What this task involves:
Show every line below where "gooseneck" can be found.

───── Entries supplied ─────

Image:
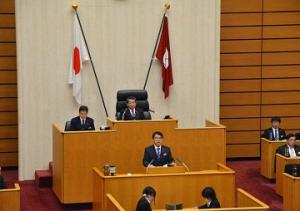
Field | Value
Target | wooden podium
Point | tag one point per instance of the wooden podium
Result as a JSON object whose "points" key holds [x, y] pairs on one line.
{"points": [[245, 202], [281, 161], [175, 187], [76, 153], [268, 151], [165, 170], [291, 192]]}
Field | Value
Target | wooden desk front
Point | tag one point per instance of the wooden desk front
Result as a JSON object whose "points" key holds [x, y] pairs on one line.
{"points": [[182, 187], [291, 192], [10, 199], [281, 161], [245, 202], [268, 151], [76, 153]]}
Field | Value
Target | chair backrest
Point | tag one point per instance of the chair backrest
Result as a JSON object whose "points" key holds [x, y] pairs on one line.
{"points": [[292, 169], [68, 126], [141, 101]]}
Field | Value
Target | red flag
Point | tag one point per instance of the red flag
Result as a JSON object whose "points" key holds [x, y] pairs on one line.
{"points": [[79, 55], [163, 54]]}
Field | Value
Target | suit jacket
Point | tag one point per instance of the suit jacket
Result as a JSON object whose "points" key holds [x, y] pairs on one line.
{"points": [[143, 205], [269, 132], [284, 150], [76, 124], [213, 204], [2, 183], [150, 154], [126, 115]]}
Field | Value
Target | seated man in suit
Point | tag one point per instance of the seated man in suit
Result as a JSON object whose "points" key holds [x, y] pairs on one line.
{"points": [[274, 133], [132, 112], [144, 204], [290, 149], [158, 154], [210, 197], [82, 122]]}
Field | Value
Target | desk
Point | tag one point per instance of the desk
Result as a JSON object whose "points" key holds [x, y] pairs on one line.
{"points": [[281, 161], [76, 153], [245, 202], [291, 192], [179, 187], [267, 163]]}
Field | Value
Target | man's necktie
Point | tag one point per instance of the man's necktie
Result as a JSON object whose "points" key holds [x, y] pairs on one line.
{"points": [[158, 153], [132, 113], [276, 134], [292, 152]]}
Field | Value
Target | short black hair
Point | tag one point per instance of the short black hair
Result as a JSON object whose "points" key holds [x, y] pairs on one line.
{"points": [[157, 133], [83, 108], [209, 193], [149, 191], [288, 136], [130, 98], [276, 119]]}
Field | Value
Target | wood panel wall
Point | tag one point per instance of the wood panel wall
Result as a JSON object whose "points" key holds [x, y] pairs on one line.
{"points": [[8, 86], [260, 70]]}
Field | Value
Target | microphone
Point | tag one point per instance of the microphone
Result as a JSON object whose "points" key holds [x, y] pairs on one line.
{"points": [[182, 163], [124, 113], [149, 165]]}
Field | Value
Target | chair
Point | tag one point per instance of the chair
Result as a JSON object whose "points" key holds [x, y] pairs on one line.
{"points": [[141, 101], [68, 126], [292, 169]]}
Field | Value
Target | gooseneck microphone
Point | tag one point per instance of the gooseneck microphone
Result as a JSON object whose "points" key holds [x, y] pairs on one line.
{"points": [[123, 115], [183, 163]]}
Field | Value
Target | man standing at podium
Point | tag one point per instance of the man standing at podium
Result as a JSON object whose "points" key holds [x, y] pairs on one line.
{"points": [[132, 112], [274, 133], [82, 122], [158, 154]]}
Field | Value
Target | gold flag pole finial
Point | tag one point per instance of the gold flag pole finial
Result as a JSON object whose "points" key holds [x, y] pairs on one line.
{"points": [[75, 6], [167, 7]]}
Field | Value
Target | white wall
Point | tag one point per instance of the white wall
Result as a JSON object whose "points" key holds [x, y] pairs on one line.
{"points": [[121, 35]]}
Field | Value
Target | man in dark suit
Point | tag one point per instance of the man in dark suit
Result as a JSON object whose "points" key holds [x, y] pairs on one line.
{"points": [[132, 112], [82, 122], [157, 154], [290, 149], [274, 133], [210, 197], [144, 204]]}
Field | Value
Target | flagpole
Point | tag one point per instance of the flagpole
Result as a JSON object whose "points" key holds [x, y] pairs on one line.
{"points": [[75, 6], [167, 7]]}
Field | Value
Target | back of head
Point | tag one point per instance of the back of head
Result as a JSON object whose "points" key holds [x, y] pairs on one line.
{"points": [[83, 108], [131, 98], [209, 193], [149, 191], [275, 119]]}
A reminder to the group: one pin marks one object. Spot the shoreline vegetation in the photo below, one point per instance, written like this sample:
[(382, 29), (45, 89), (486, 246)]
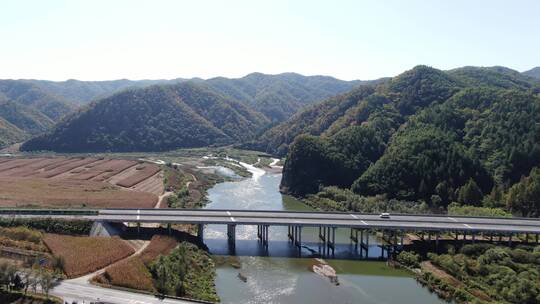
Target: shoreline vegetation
[(479, 273), (197, 280)]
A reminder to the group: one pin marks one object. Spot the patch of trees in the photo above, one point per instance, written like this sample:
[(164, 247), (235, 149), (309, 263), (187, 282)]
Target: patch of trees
[(426, 135), (187, 271), (157, 118), (503, 274)]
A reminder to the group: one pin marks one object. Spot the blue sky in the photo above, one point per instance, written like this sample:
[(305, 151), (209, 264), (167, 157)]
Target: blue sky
[(98, 40)]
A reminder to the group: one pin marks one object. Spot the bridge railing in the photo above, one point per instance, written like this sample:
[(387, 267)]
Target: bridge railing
[(36, 211)]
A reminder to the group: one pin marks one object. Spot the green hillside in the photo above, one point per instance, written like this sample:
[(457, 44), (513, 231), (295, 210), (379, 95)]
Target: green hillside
[(25, 93), (82, 92), (534, 72), (156, 118), (464, 135), (280, 96)]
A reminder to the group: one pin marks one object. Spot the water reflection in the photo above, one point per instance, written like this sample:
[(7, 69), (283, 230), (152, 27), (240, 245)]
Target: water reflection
[(255, 275)]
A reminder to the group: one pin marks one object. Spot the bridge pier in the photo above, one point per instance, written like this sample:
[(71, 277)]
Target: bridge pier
[(354, 238), (200, 231), (231, 234), (262, 233), (364, 245)]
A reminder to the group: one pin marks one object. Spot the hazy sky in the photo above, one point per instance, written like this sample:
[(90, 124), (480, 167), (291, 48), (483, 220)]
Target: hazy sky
[(98, 40)]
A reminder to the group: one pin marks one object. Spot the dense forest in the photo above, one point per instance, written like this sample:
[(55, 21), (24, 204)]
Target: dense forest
[(535, 72), (469, 135), (31, 107), (157, 118), (280, 96)]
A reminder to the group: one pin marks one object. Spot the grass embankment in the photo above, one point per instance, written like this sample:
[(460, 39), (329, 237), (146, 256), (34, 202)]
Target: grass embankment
[(83, 255), (17, 297), (42, 192), (22, 238), (481, 273), (166, 266), (189, 187)]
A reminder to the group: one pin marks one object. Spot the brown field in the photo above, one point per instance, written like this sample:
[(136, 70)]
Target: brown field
[(160, 244), (153, 184), (142, 172), (69, 193), (133, 273), (78, 182), (83, 255), (65, 168)]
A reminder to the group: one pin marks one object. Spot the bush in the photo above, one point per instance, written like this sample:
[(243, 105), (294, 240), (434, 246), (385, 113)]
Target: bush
[(475, 249), (409, 259)]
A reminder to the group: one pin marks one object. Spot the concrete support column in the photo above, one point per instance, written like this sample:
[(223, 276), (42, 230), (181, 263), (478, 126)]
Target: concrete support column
[(382, 244), (200, 231), (231, 233), (333, 240), (299, 236), (367, 243)]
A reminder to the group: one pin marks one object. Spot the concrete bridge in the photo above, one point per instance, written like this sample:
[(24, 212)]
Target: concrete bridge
[(359, 224)]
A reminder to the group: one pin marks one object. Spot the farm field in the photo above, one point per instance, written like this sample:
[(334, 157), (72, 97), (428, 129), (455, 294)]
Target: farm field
[(83, 255), (134, 272), (78, 182)]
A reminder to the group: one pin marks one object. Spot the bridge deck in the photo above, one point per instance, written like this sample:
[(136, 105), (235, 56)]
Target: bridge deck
[(314, 219)]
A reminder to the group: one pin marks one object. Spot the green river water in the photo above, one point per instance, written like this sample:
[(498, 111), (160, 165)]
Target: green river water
[(279, 275)]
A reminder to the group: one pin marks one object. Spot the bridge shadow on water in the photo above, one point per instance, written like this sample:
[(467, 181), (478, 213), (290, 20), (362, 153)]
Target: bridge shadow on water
[(286, 249)]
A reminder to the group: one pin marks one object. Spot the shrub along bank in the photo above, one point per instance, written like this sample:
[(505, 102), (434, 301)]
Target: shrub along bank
[(481, 273)]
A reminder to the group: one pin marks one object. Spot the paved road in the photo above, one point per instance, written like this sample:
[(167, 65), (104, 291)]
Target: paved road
[(334, 219), (77, 290)]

─────

Solution to this exercise:
Target | gooseneck microphone
Point | tag one point per instance of the gooseneck microphone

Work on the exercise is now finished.